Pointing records
______________________________
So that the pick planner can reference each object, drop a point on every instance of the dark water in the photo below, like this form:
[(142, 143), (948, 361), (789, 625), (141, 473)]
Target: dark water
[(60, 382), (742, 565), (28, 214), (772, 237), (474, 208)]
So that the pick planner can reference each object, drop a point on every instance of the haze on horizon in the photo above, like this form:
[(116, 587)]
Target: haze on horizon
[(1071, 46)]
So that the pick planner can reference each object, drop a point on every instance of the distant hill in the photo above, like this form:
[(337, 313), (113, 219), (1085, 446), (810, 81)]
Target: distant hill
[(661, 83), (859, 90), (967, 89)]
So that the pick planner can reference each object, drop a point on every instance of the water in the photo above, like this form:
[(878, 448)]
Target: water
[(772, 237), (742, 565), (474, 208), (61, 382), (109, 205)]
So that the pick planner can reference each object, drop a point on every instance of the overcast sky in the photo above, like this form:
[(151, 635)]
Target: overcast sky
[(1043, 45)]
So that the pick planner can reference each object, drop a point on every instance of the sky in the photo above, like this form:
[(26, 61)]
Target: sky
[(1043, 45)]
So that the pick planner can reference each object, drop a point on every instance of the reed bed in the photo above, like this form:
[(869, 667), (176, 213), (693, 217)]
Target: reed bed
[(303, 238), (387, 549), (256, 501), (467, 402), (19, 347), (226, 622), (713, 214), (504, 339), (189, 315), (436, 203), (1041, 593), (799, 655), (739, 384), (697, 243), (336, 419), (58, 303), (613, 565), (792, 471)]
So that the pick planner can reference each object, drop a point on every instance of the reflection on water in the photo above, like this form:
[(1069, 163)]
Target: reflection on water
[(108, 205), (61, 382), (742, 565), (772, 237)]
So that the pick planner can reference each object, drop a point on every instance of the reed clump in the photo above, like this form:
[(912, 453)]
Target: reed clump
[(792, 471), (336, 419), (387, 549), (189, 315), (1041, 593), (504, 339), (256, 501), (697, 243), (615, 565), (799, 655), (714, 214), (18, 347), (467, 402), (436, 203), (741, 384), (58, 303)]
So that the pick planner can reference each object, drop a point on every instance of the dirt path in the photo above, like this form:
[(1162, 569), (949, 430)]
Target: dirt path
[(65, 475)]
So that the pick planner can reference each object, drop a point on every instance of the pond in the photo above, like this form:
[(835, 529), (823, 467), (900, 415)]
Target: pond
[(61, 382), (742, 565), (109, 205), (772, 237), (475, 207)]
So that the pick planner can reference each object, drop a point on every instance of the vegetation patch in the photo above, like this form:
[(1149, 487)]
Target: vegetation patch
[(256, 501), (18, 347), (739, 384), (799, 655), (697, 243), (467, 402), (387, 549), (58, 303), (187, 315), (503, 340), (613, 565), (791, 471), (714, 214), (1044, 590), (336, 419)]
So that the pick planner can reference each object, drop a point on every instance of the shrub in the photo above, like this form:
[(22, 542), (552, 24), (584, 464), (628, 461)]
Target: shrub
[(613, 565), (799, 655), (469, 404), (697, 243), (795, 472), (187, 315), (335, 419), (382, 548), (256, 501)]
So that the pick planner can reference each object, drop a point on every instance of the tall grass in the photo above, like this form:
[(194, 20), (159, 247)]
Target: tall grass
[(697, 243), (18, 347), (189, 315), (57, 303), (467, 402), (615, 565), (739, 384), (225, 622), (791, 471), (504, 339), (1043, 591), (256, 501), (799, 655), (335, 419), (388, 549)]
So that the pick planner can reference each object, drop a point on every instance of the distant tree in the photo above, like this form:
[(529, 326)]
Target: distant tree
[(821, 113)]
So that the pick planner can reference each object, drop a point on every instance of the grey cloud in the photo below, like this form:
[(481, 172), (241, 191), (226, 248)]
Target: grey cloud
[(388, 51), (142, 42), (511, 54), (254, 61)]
______________________________
EXERCISE DESCRIPTION. Copy every line of the records above verbatim.

ANSWER TO THE EXERCISE.
So that the pick planner can reference each object, drop a point on every instance of the dark water in the photo below, like this form:
[(142, 143), (948, 361), (789, 625), (141, 473)]
Target: dark water
[(60, 382), (742, 565), (28, 214), (772, 237), (474, 208)]
So that the pick planner can reference each object, drop a point on every instance of the haze on horizon in the photo above, like this form:
[(116, 587)]
Target: haze on horizon
[(1071, 46)]
So that the pick planner can reference each object, drop a point on every instance of the distant hill in the photo above, like this form:
[(337, 313), (113, 219), (1085, 446), (810, 81)]
Target: distant hill
[(661, 83), (859, 90), (967, 89)]
So that the pick planner can reference each object, drop a point on every instance of the water in the photo above, like this form:
[(878, 448)]
Target: water
[(772, 237), (742, 565), (474, 208), (61, 382), (109, 205)]
So that the pick planner can reference each object, drop a point on every instance of the overcast sky in the photo above, like this form:
[(151, 635)]
Target: overcast sky
[(1043, 45)]
So that the pick planner can reference each object, drop a point on every instance of the sky in the photo above, like this form:
[(26, 61)]
Target: sky
[(1043, 45)]
So that the pick planner can reference each object, drop a point on every instance of the reed bed in the photo above, like this form:
[(869, 667), (176, 213), (693, 217)]
Target: reed bed
[(303, 238), (387, 549), (256, 501), (467, 402), (19, 347), (226, 622), (713, 214), (504, 339), (189, 315), (436, 203), (1041, 593), (799, 655), (739, 384), (697, 243), (336, 419), (58, 303), (613, 565), (792, 471)]
So that the pick planner can reference each object, drop a point on every instance of the reflection on water in the photo above, like this form:
[(1069, 163)]
Target: reflection on water
[(108, 205), (61, 382), (742, 565), (772, 237)]
So that the pick planner can reference each object, drop a point on every instance of the reed clump in the photo above, like this form:
[(912, 453)]
Target: reed clump
[(792, 471), (336, 419), (387, 549), (189, 315), (1041, 593), (504, 339), (256, 501), (697, 243), (615, 565), (799, 655), (714, 214), (18, 347), (467, 402), (436, 203), (741, 384), (58, 303)]
So that the pick planner can reference each object, drop a point on every instance of the dirt path in the photo above, like this form:
[(1162, 569), (949, 430)]
Target: dirt path
[(65, 475)]
So that the pick planner can reference each object, drop a point on every instance of the pond in the photo above, like this form:
[(835, 529), (823, 467), (900, 415)]
Target: pond
[(61, 382), (742, 565), (109, 205), (772, 237), (475, 207)]
So that the pick planner can reference each object, drop a point on every instance of the vegetation patch in the photo above, like this form:
[(1149, 487)]
Target: vegetation patch
[(256, 501), (18, 347), (739, 384), (799, 655), (697, 243), (467, 402), (387, 549), (58, 303), (187, 315), (503, 340), (613, 565), (791, 471), (714, 214), (1044, 590), (336, 419)]
So that the pick planner can reference each object, drop a point on every instance of the shrub in the photo above, like this form:
[(22, 542), (552, 24), (584, 464), (628, 461)]
Target: shrub
[(613, 565), (799, 655), (469, 404), (697, 243), (795, 472), (187, 315), (335, 419), (382, 548), (256, 501)]
So that the pick planner can reference each object, drop a point on every instance of the tall grass in the photo above, like this form:
[(194, 20), (159, 247)]
Target: tall grass
[(697, 243), (18, 347), (189, 315), (57, 303), (467, 402), (615, 565), (739, 384), (225, 622), (791, 471), (504, 339), (1043, 591), (256, 501), (799, 655), (335, 419), (388, 549)]
So that the pick planner can reference each object, drop a point on every instance of the distant tree in the photo above, like this form:
[(529, 326)]
Target: distant tree
[(821, 113)]
So that the pick planner can reference each object, drop a point on every instance of the grey cloud in the photo below, like this form:
[(481, 172), (241, 191), (226, 248)]
Target: grey cloud
[(388, 51), (142, 42), (511, 54), (254, 61)]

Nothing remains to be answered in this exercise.